■ **Challenge**:
Copy out each line of the records below that contains the string "foliage", treating uppercase and lowercase as different.

■ **Data section**:
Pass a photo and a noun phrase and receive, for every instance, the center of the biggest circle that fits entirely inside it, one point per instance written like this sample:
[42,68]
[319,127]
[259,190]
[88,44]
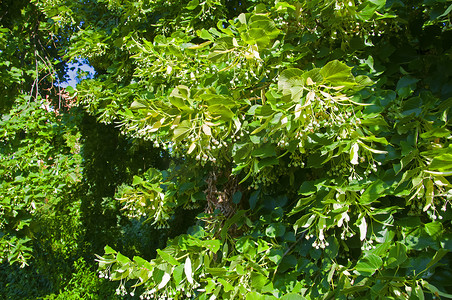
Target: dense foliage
[311,140]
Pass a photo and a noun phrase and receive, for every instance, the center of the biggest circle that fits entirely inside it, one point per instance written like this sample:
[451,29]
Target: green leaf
[367,265]
[307,188]
[266,150]
[434,229]
[438,255]
[373,192]
[212,245]
[226,285]
[435,290]
[109,250]
[221,110]
[292,296]
[192,4]
[337,73]
[137,105]
[258,281]
[167,257]
[275,230]
[397,255]
[406,85]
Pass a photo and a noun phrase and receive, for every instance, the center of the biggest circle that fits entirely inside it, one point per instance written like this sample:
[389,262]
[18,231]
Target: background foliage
[306,145]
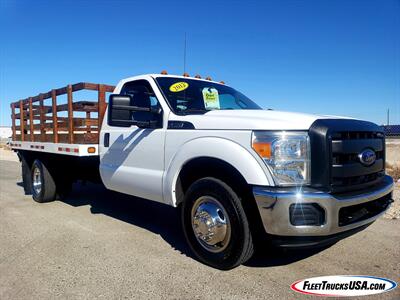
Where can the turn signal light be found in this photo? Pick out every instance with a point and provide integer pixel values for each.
(263, 149)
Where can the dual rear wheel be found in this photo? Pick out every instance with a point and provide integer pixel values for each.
(215, 224)
(39, 181)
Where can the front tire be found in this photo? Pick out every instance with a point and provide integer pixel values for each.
(215, 224)
(43, 184)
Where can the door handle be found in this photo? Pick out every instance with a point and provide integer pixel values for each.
(107, 139)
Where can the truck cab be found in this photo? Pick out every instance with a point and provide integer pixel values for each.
(237, 171)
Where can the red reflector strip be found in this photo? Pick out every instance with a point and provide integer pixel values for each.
(36, 147)
(68, 150)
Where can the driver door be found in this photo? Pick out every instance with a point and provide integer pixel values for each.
(132, 158)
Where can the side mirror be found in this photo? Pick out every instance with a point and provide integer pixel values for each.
(120, 112)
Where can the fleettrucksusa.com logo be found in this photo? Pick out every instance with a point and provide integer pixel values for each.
(343, 285)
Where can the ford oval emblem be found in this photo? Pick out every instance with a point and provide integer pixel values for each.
(367, 157)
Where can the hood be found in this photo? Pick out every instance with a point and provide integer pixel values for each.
(252, 120)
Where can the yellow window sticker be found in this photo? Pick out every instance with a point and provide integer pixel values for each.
(179, 87)
(211, 98)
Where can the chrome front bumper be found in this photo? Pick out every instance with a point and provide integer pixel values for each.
(273, 205)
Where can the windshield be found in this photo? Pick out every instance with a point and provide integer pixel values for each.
(189, 96)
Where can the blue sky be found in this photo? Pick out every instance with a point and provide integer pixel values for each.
(327, 57)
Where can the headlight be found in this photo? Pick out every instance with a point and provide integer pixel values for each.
(286, 153)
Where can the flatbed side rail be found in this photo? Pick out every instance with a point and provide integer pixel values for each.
(34, 121)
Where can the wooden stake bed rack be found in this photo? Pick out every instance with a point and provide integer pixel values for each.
(36, 125)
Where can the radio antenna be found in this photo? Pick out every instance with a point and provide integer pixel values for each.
(184, 55)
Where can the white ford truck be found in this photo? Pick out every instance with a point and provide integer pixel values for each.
(234, 169)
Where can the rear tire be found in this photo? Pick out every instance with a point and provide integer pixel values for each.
(43, 184)
(226, 244)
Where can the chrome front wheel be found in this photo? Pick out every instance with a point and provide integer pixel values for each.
(36, 181)
(210, 224)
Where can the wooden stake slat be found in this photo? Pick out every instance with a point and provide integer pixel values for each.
(31, 130)
(22, 121)
(13, 121)
(70, 115)
(54, 108)
(42, 120)
(102, 103)
(68, 127)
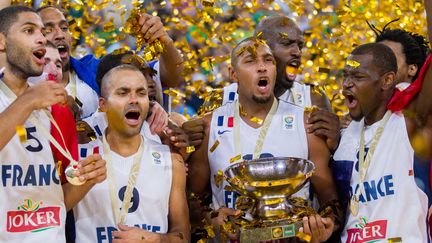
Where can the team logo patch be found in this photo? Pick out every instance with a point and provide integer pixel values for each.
(32, 217)
(157, 158)
(300, 99)
(288, 122)
(366, 232)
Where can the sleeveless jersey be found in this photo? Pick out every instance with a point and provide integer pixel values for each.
(230, 93)
(94, 218)
(300, 90)
(391, 204)
(31, 197)
(287, 125)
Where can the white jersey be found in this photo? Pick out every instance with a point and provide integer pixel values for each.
(287, 125)
(391, 204)
(230, 93)
(94, 218)
(88, 97)
(31, 197)
(299, 90)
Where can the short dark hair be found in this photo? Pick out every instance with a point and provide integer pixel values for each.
(415, 47)
(269, 25)
(121, 58)
(9, 15)
(382, 56)
(63, 11)
(235, 51)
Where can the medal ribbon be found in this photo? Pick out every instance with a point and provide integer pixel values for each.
(294, 96)
(263, 131)
(120, 214)
(364, 163)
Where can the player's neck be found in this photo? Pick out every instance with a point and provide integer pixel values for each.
(279, 91)
(375, 115)
(65, 79)
(16, 81)
(123, 145)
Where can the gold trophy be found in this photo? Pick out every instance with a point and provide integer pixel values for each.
(265, 186)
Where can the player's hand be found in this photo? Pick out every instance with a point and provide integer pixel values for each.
(325, 124)
(74, 107)
(84, 132)
(345, 121)
(222, 218)
(319, 228)
(134, 235)
(194, 128)
(177, 136)
(45, 94)
(153, 29)
(92, 169)
(158, 120)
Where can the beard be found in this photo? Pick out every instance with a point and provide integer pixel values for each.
(262, 100)
(20, 65)
(66, 66)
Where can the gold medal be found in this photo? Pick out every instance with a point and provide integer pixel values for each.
(70, 175)
(354, 205)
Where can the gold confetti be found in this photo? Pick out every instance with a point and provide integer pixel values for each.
(353, 63)
(214, 146)
(218, 178)
(234, 159)
(208, 3)
(283, 35)
(22, 133)
(310, 109)
(190, 149)
(323, 70)
(210, 231)
(291, 70)
(303, 236)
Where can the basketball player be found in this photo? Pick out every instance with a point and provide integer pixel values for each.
(146, 182)
(255, 71)
(32, 201)
(385, 202)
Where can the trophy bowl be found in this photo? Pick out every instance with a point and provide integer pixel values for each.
(270, 182)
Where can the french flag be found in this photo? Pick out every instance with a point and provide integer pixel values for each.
(84, 152)
(224, 121)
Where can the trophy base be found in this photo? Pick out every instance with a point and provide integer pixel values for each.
(279, 230)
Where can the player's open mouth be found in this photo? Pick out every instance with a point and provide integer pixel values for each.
(132, 117)
(263, 86)
(291, 69)
(39, 55)
(63, 50)
(350, 101)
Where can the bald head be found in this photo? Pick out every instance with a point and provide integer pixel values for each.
(274, 28)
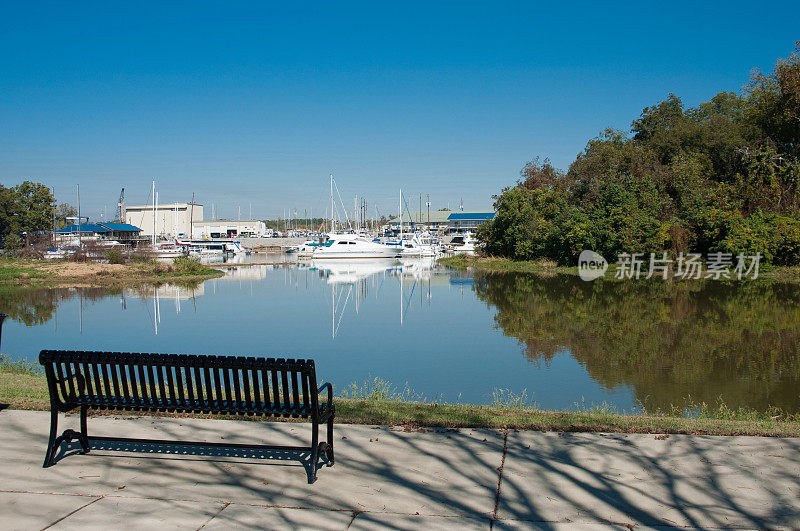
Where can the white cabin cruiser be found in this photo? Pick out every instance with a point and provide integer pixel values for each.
(463, 244)
(418, 246)
(351, 246)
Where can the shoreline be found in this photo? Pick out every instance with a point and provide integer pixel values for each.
(24, 273)
(24, 389)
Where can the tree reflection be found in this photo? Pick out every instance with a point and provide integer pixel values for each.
(35, 306)
(667, 341)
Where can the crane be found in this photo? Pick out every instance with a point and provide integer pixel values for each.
(121, 207)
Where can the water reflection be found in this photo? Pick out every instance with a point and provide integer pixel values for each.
(666, 341)
(411, 321)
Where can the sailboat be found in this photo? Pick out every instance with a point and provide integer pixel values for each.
(350, 245)
(162, 249)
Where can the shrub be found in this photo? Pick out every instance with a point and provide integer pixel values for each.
(189, 266)
(115, 257)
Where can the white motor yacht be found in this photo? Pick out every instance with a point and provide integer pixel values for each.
(351, 246)
(418, 246)
(463, 244)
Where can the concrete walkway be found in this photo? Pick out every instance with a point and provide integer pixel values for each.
(391, 478)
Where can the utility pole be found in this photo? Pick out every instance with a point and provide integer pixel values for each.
(428, 204)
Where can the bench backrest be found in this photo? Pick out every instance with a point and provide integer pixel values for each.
(168, 382)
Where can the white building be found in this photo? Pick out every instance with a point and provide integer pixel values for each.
(229, 229)
(171, 219)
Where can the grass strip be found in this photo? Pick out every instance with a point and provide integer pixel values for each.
(493, 264)
(23, 387)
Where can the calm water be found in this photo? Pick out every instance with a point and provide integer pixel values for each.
(449, 335)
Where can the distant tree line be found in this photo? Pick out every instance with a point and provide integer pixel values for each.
(26, 212)
(722, 176)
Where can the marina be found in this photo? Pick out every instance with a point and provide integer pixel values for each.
(409, 322)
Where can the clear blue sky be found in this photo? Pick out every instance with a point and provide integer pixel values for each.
(255, 103)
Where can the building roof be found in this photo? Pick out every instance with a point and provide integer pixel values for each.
(161, 206)
(84, 227)
(437, 216)
(99, 228)
(470, 216)
(121, 227)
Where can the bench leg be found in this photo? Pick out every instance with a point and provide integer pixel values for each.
(51, 444)
(314, 450)
(329, 449)
(84, 437)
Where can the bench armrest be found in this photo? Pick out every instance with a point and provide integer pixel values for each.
(329, 387)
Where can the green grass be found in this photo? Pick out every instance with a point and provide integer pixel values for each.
(493, 264)
(22, 386)
(490, 264)
(12, 270)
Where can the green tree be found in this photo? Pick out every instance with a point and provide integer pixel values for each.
(25, 208)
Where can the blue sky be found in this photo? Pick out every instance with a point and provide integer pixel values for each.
(252, 105)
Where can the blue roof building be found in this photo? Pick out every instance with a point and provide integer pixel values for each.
(122, 232)
(467, 221)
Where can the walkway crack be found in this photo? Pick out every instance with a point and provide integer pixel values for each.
(73, 512)
(224, 506)
(499, 478)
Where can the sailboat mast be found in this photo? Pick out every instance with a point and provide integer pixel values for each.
(401, 215)
(154, 212)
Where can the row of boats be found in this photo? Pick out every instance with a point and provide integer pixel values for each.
(167, 249)
(355, 245)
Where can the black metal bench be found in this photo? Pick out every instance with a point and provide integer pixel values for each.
(230, 385)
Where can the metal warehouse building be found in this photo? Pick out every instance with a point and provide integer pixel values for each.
(170, 219)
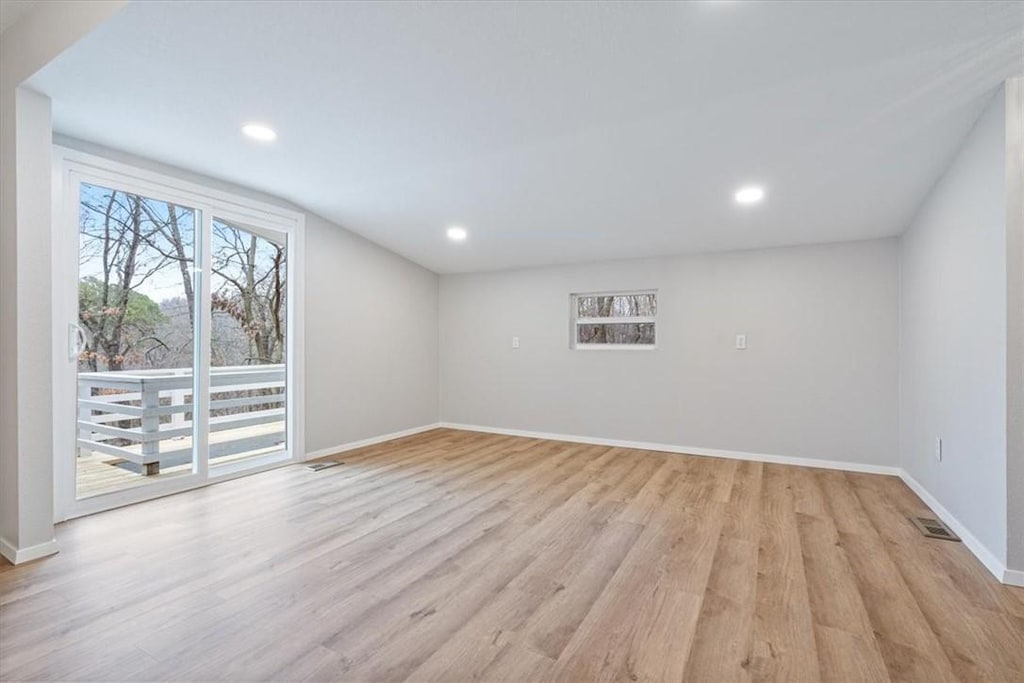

■ **Answer to this problem**:
Target: dense foliage
Target: background foliage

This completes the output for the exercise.